### RECORDS SHOWN
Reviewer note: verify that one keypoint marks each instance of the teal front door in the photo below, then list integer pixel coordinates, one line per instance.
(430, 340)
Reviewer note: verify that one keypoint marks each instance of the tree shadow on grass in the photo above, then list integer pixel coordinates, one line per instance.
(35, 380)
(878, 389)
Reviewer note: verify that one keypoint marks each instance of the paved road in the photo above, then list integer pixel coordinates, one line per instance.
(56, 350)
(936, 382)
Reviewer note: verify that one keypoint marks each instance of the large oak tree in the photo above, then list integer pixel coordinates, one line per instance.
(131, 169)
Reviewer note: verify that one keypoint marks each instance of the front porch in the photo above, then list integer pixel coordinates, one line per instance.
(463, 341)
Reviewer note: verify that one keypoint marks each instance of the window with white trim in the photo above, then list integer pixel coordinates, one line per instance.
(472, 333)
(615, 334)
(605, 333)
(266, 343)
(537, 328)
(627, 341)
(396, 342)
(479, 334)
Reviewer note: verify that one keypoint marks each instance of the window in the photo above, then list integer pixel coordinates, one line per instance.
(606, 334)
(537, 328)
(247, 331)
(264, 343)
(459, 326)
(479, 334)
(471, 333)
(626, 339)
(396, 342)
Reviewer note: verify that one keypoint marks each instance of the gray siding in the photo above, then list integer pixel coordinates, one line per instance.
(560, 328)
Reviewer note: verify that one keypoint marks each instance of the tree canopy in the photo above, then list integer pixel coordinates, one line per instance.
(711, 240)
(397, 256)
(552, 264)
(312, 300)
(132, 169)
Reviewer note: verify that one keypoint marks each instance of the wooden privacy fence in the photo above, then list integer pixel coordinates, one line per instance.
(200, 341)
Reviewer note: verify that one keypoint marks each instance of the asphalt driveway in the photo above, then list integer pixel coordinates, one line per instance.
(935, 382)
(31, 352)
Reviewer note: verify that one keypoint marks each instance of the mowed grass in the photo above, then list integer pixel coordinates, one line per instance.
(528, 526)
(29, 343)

### PROBLEM TO WORK ON
Everything from the line containing "the window in" to the last line of the entries above should be quoted exactly, and only that.

### THE RESPONSE
Reviewer note: verify that one keypoint marks each instance of the window in the photo above, then list integer pixel coordinates, one line per instance.
(606, 334)
(537, 328)
(247, 331)
(264, 343)
(459, 326)
(479, 334)
(471, 333)
(626, 339)
(396, 342)
Reviewer note: verify that one keypoint marks each instance of the gray siding in the photo above, then list integer pixel coordinates, one line per instance.
(560, 328)
Reviewer note: verify that one keypoint marks each instance of the tree canopy in the photo above, then list integer pixel coordinates, one line per instance.
(711, 240)
(397, 256)
(552, 264)
(312, 300)
(132, 169)
Reviewer note: verify that one keypoint marks each instance of the wooden privacy fence in the photo above, then list integer pixel coordinates, one line per instance.
(200, 341)
Reviewer note: verify that one keypoint marks each instance of the asphalt driveway in the photo above, then list integer pixel coordinates, one line per instance.
(935, 382)
(31, 352)
Reviewer note: verify that one keypoint marks each instance of the mowed grass in the photo above, then list integer pixel coordinates, one line per instance.
(528, 526)
(29, 343)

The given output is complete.